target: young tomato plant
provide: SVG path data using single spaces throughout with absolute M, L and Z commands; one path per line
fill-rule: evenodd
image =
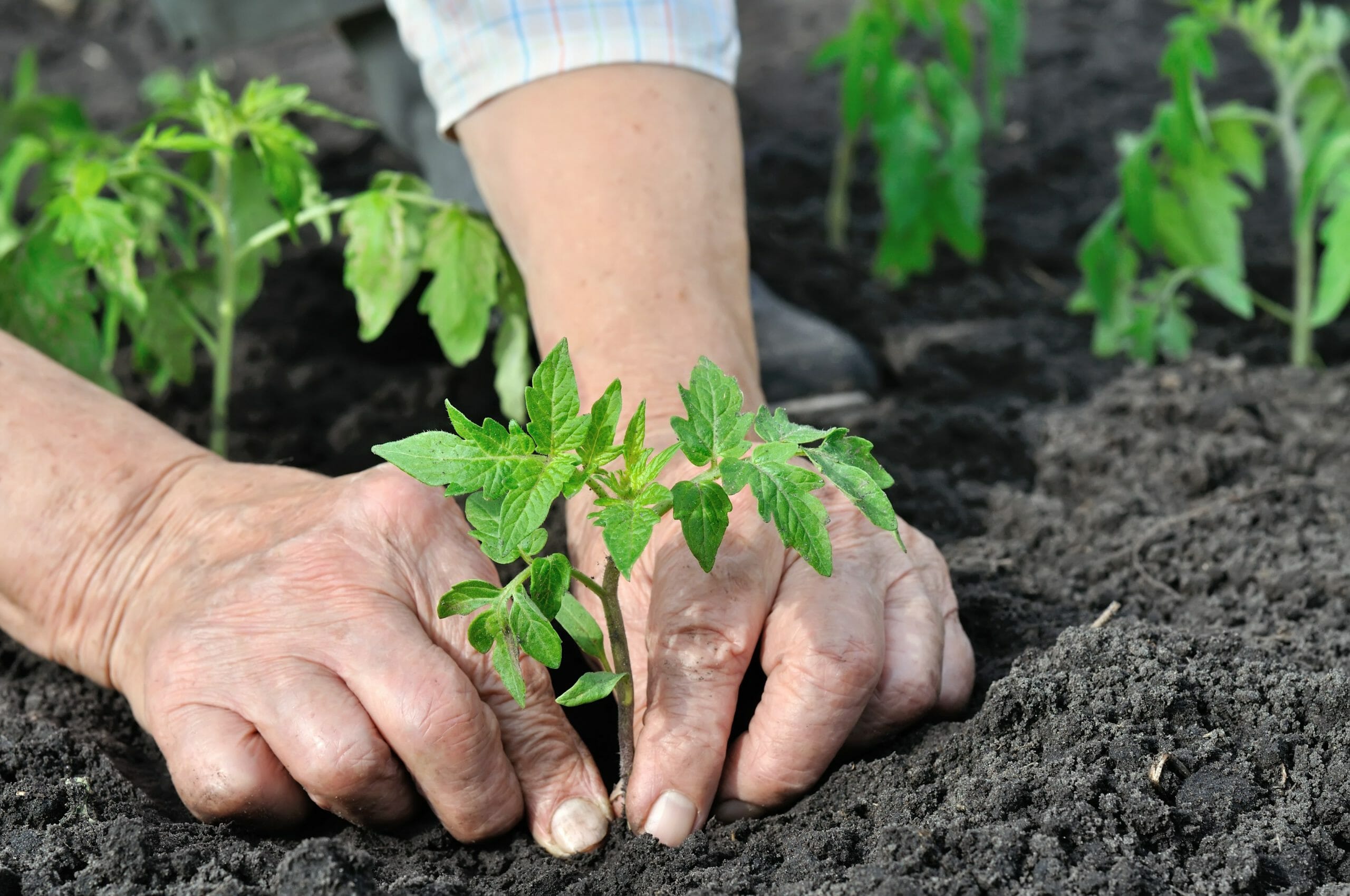
M 741 413 L 744 397 L 736 379 L 706 358 L 690 375 L 688 389 L 680 389 L 680 398 L 688 417 L 671 420 L 676 444 L 660 451 L 645 445 L 645 401 L 629 420 L 622 441 L 616 443 L 622 409 L 620 382 L 610 383 L 590 413 L 580 413 L 563 340 L 540 363 L 525 390 L 525 428 L 494 420 L 479 426 L 446 402 L 454 433 L 424 432 L 374 448 L 418 482 L 444 487 L 447 497 L 468 495 L 464 513 L 483 553 L 501 564 L 524 561 L 520 575 L 505 586 L 462 582 L 437 607 L 443 618 L 478 613 L 468 626 L 468 641 L 479 652 L 491 653 L 493 667 L 521 706 L 521 654 L 549 668 L 558 668 L 562 659 L 562 638 L 552 623 L 594 657 L 601 671 L 583 675 L 558 702 L 579 706 L 614 695 L 621 789 L 633 758 L 633 685 L 618 576 L 630 576 L 662 517 L 674 514 L 698 564 L 711 571 L 730 518 L 730 495 L 748 486 L 760 515 L 774 522 L 783 544 L 828 576 L 828 515 L 811 493 L 829 480 L 868 520 L 899 540 L 895 511 L 883 491 L 894 480 L 872 457 L 869 441 L 841 428 L 794 424 L 782 409 L 772 414 L 767 408 Z M 745 439 L 751 426 L 763 440 L 760 444 Z M 667 487 L 659 476 L 676 451 L 702 471 Z M 792 463 L 798 457 L 814 470 Z M 620 459 L 621 467 L 609 468 Z M 582 488 L 595 495 L 599 510 L 591 520 L 603 530 L 609 549 L 599 582 L 575 569 L 564 555 L 540 556 L 547 537 L 540 526 L 554 499 L 571 498 Z M 599 626 L 571 595 L 571 582 L 599 598 L 613 663 L 605 654 Z
M 0 116 L 20 123 L 0 144 L 0 281 L 15 297 L 8 310 L 0 298 L 7 329 L 112 386 L 126 328 L 153 390 L 189 382 L 201 345 L 213 363 L 209 444 L 224 453 L 236 321 L 281 240 L 308 225 L 328 242 L 340 216 L 360 337 L 377 339 L 428 271 L 418 309 L 451 363 L 479 354 L 500 309 L 497 386 L 508 413 L 524 416 L 524 285 L 491 225 L 409 174 L 379 173 L 362 193 L 328 197 L 317 147 L 292 119 L 364 123 L 274 78 L 234 99 L 208 72 L 161 74 L 146 90 L 154 116 L 127 142 L 43 104 L 34 85 L 31 62 L 20 63 Z
M 972 23 L 984 30 L 977 62 Z M 841 134 L 825 202 L 830 244 L 848 242 L 853 155 L 865 131 L 876 151 L 884 225 L 873 267 L 902 283 L 932 270 L 941 240 L 968 260 L 984 254 L 980 140 L 1000 128 L 1003 89 L 1022 69 L 1022 0 L 863 0 L 813 65 L 838 66 Z M 918 36 L 919 40 L 907 40 Z M 910 62 L 902 47 L 933 47 Z M 922 54 L 922 50 L 918 50 Z M 983 107 L 977 69 L 983 69 Z
M 1207 108 L 1200 80 L 1215 74 L 1211 38 L 1239 34 L 1274 82 L 1273 109 Z M 1291 331 L 1289 360 L 1304 367 L 1312 335 L 1350 301 L 1350 72 L 1342 51 L 1350 16 L 1304 5 L 1281 27 L 1277 0 L 1191 0 L 1172 22 L 1162 73 L 1172 99 L 1143 134 L 1122 136 L 1120 198 L 1083 240 L 1083 289 L 1069 308 L 1096 316 L 1094 348 L 1154 362 L 1185 358 L 1192 294 L 1234 314 L 1260 309 Z M 1278 151 L 1289 188 L 1292 306 L 1246 282 L 1239 212 L 1265 186 Z M 1320 263 L 1318 243 L 1320 237 Z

TASK OBJECTIVE:
Can you reproduce the listing above with "evenodd" replaced by "nonzero" and everything else left unchanged? Omit the pictures from your answer.

WRITTEN REPLY:
target: young tomato plant
provide: SVG path data using single spaces throughout with absolute M, L and Z commands; one path per line
fill-rule: nonzero
image =
M 741 413 L 744 397 L 736 379 L 706 358 L 690 375 L 688 389 L 680 389 L 680 398 L 688 417 L 671 420 L 676 444 L 660 451 L 645 445 L 645 401 L 629 420 L 622 441 L 616 443 L 622 409 L 620 382 L 610 383 L 590 413 L 580 413 L 563 340 L 540 363 L 525 390 L 525 428 L 494 420 L 479 426 L 446 402 L 454 433 L 424 432 L 374 448 L 418 482 L 444 487 L 447 497 L 468 495 L 464 513 L 483 553 L 501 564 L 524 561 L 520 575 L 505 586 L 462 582 L 437 607 L 443 618 L 478 613 L 468 626 L 468 641 L 479 652 L 491 653 L 493 667 L 521 706 L 521 654 L 549 668 L 558 668 L 562 659 L 562 638 L 552 623 L 594 657 L 601 671 L 583 675 L 558 702 L 579 706 L 614 695 L 621 789 L 633 758 L 633 685 L 618 576 L 630 576 L 662 517 L 674 514 L 698 564 L 711 571 L 730 518 L 730 495 L 748 486 L 760 515 L 774 522 L 783 544 L 828 576 L 828 515 L 811 493 L 829 480 L 868 520 L 899 540 L 895 511 L 883 491 L 894 480 L 872 457 L 869 441 L 841 428 L 794 424 L 782 409 L 772 414 L 767 408 Z M 745 439 L 751 426 L 763 440 L 760 444 Z M 667 487 L 659 476 L 676 451 L 702 471 Z M 792 463 L 798 457 L 814 470 Z M 620 459 L 621 467 L 609 468 Z M 582 488 L 595 495 L 599 510 L 591 520 L 603 530 L 609 549 L 599 582 L 575 569 L 564 555 L 540 556 L 547 537 L 540 526 L 554 499 L 571 498 Z M 599 626 L 571 595 L 571 582 L 599 598 L 613 663 L 605 654 Z
M 0 116 L 20 123 L 0 144 L 0 281 L 15 297 L 8 310 L 0 298 L 7 329 L 112 386 L 126 328 L 153 390 L 189 382 L 201 345 L 213 363 L 209 444 L 224 453 L 236 321 L 281 240 L 308 225 L 328 242 L 340 216 L 360 337 L 377 339 L 428 271 L 418 309 L 451 363 L 479 354 L 500 309 L 497 386 L 508 413 L 524 416 L 524 285 L 491 225 L 409 174 L 379 173 L 362 193 L 328 197 L 317 147 L 292 119 L 364 123 L 274 78 L 234 99 L 208 72 L 161 74 L 146 90 L 154 116 L 127 142 L 43 104 L 34 85 L 31 62 L 20 63 Z
M 972 23 L 984 30 L 977 62 Z M 841 134 L 825 202 L 830 244 L 848 242 L 853 155 L 865 131 L 876 151 L 884 225 L 873 267 L 902 283 L 932 270 L 941 240 L 968 260 L 984 254 L 980 140 L 1000 128 L 1003 89 L 1022 69 L 1022 0 L 863 0 L 813 65 L 838 66 Z M 918 36 L 919 40 L 907 40 Z M 910 62 L 902 47 L 933 47 Z M 922 54 L 922 50 L 918 50 Z M 983 107 L 977 69 L 983 69 Z
M 1207 108 L 1200 80 L 1215 74 L 1211 38 L 1239 34 L 1274 82 L 1273 109 Z M 1291 331 L 1289 360 L 1304 367 L 1312 335 L 1350 301 L 1350 72 L 1342 51 L 1350 16 L 1304 5 L 1281 27 L 1277 0 L 1191 0 L 1172 22 L 1162 73 L 1172 99 L 1143 134 L 1122 136 L 1120 198 L 1083 240 L 1083 289 L 1069 308 L 1096 316 L 1094 348 L 1154 362 L 1185 358 L 1192 294 L 1234 314 L 1260 309 Z M 1278 151 L 1289 188 L 1292 306 L 1246 282 L 1239 212 L 1265 186 Z M 1320 263 L 1318 243 L 1320 237 Z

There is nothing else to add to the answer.